Data START

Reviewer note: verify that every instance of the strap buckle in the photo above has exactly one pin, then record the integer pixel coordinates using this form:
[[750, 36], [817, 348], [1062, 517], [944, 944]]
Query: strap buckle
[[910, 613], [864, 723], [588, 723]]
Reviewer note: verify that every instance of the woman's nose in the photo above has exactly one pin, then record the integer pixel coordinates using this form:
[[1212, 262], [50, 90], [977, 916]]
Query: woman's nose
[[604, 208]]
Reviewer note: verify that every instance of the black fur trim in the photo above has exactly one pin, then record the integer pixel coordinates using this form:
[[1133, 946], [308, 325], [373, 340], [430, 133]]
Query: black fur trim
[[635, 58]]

Data END

What is needed is a word-for-word restatement of every line from the one with "Query: woman's nose" to the end of the entries above.

Query: woman's nose
[[604, 208]]
Reviewer note: verify that every instance of the black fur trim in the photo above has exactly one pin, then record the integer pixel coordinates using this form:
[[1133, 946], [308, 325], [373, 340], [430, 133]]
Query: black fur trim
[[635, 58]]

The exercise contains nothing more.